- _Source material_
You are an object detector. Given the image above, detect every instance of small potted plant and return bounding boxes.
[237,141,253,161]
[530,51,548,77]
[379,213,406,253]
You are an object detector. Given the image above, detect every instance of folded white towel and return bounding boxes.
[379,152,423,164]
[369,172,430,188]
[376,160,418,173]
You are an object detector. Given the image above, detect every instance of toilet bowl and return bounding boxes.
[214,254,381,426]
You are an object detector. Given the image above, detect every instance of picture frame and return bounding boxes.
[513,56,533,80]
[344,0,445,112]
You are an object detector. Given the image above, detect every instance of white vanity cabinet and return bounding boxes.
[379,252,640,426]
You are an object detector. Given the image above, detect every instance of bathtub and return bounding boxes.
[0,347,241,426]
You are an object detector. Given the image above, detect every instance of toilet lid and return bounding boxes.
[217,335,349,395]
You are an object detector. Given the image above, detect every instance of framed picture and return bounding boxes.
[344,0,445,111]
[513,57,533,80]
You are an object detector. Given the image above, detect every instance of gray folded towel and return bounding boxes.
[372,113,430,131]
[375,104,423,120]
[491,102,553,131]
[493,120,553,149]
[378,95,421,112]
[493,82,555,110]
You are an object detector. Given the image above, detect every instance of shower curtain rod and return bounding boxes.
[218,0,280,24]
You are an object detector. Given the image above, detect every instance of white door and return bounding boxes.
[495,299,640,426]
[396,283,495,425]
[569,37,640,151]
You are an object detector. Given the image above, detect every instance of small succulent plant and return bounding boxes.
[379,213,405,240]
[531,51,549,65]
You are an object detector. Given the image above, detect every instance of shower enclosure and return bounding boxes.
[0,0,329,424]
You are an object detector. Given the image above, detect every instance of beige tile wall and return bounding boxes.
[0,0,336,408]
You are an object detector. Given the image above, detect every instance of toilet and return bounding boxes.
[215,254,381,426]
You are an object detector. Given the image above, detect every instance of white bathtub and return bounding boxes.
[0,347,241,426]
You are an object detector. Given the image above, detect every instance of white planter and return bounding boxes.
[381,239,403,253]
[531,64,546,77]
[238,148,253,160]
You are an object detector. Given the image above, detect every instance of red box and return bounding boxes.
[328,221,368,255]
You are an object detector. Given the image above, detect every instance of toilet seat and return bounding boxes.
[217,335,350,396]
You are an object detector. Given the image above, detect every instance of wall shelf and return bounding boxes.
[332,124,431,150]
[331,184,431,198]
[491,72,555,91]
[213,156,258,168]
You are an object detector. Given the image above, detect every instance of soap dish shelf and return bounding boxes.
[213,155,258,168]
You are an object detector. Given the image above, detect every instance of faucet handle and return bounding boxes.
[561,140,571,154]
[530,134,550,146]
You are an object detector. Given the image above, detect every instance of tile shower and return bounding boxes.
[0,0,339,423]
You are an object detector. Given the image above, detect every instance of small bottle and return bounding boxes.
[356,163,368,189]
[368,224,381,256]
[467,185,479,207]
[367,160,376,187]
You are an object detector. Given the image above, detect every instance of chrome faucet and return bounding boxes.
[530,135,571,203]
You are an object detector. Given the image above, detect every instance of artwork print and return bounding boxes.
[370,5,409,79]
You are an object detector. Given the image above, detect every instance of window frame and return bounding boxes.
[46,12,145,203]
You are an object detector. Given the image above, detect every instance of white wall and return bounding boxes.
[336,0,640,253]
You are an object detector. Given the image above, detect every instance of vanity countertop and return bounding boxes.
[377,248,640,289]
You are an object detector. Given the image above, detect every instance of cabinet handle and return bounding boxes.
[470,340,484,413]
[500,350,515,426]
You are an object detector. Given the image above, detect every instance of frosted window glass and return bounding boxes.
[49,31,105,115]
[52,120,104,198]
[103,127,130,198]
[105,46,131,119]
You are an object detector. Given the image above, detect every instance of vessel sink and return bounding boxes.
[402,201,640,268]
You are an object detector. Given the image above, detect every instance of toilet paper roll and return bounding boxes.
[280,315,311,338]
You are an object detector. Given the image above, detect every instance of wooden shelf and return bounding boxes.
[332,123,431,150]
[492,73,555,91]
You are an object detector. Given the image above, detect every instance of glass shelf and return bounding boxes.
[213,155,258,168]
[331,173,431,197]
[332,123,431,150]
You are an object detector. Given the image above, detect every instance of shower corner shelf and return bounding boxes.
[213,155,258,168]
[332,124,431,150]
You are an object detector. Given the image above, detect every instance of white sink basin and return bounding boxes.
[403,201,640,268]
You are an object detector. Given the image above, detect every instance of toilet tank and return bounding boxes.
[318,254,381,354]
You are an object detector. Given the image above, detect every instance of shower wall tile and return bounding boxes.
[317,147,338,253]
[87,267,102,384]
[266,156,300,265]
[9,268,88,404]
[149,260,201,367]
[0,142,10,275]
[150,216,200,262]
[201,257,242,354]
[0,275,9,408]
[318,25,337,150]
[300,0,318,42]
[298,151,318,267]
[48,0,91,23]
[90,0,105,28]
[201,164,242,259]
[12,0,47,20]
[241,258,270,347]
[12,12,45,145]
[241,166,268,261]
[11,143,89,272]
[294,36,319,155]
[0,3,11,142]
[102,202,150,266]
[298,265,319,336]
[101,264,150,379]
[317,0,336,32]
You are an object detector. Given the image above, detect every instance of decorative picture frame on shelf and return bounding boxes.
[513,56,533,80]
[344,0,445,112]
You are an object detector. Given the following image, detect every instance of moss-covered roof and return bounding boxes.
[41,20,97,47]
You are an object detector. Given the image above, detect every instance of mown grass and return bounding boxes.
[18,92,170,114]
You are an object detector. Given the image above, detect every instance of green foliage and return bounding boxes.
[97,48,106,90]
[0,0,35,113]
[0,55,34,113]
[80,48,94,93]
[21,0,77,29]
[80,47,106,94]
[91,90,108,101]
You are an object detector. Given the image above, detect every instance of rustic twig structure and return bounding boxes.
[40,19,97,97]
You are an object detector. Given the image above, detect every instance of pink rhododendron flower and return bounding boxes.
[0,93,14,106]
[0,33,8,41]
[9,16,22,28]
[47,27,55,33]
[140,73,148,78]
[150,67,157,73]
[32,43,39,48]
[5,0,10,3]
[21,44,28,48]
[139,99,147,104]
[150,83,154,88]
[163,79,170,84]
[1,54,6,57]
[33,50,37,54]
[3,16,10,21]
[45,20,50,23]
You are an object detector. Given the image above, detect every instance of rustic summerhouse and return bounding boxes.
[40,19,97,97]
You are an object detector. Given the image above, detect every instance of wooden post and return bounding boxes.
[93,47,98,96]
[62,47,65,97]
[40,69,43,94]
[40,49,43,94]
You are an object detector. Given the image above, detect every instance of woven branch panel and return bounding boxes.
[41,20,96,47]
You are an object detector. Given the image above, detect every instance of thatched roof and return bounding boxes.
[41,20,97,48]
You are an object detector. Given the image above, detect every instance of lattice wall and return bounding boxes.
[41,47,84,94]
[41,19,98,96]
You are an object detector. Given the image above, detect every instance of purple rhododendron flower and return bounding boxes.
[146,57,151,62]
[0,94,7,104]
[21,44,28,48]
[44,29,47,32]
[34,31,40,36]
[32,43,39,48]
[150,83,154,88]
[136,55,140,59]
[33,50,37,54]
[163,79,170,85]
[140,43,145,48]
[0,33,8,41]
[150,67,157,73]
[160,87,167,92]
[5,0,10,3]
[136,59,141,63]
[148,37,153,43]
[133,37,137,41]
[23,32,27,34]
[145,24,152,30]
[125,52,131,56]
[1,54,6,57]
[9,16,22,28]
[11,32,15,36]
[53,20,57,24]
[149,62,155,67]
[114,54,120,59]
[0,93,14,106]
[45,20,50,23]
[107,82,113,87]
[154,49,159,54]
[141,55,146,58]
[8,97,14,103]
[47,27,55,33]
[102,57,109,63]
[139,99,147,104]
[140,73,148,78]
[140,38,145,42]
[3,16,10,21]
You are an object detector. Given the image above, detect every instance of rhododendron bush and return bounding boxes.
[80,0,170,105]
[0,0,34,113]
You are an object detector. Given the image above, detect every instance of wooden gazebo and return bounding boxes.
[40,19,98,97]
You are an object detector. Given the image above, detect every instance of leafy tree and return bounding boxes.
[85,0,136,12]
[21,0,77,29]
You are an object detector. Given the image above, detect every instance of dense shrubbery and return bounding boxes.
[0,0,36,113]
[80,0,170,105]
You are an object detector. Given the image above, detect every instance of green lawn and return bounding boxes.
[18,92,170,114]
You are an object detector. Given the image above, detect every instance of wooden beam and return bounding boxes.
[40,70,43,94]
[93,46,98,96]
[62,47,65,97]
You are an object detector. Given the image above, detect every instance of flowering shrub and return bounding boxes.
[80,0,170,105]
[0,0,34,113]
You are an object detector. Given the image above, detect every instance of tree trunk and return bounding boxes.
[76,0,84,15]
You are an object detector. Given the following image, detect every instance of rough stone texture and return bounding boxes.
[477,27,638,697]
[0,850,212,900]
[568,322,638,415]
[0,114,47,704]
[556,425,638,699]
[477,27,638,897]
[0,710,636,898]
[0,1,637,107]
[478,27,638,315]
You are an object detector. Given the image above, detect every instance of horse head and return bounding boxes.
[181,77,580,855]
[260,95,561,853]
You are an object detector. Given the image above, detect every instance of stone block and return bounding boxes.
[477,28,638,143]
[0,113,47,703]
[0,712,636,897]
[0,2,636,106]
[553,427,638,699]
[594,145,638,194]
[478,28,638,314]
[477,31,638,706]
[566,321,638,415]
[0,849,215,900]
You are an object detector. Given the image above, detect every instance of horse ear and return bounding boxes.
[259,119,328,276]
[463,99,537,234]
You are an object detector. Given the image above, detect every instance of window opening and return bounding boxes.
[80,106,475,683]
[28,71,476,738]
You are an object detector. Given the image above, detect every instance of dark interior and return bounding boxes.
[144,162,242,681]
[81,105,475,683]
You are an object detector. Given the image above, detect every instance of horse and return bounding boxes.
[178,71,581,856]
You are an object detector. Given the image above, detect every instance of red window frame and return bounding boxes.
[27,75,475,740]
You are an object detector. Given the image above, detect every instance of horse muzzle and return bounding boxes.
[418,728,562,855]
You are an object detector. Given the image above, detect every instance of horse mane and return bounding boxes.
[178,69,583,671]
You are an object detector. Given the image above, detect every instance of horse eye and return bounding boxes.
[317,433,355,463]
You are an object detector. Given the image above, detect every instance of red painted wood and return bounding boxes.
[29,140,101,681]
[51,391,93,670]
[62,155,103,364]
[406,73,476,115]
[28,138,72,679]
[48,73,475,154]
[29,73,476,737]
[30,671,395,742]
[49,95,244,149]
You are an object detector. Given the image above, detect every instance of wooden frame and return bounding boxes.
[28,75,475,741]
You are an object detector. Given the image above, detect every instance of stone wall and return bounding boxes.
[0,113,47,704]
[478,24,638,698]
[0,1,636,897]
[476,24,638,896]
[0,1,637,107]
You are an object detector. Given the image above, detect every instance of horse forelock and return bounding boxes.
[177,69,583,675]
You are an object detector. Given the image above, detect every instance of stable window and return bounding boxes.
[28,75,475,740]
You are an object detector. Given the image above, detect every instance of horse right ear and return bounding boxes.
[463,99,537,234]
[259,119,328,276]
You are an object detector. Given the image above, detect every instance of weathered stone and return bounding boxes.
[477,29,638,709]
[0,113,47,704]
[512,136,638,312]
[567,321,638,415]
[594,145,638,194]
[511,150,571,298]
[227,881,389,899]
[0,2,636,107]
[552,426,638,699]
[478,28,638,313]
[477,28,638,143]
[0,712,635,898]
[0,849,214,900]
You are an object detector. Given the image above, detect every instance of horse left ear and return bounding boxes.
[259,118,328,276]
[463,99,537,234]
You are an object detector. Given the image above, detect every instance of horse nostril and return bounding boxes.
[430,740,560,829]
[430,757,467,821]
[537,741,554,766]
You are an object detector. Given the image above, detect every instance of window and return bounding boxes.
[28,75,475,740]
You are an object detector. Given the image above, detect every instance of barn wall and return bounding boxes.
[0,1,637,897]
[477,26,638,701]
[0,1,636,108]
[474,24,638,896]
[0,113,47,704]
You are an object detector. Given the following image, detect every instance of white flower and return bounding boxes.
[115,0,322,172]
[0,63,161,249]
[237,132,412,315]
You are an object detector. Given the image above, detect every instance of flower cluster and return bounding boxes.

- _What the exercise asks_
Lines before the one containing "white flower and return bounding boxes." are left out. Repeat that line and all lines after it in the records above exactly.

- _Answer section_
You are an object detector. Given the following image, detect every instance of white flower and return bounding boxes.
[115,0,322,172]
[0,63,161,249]
[237,132,412,315]
You are an object detector. Given the image above, detect every instance of flower cluster and return bounding boxes.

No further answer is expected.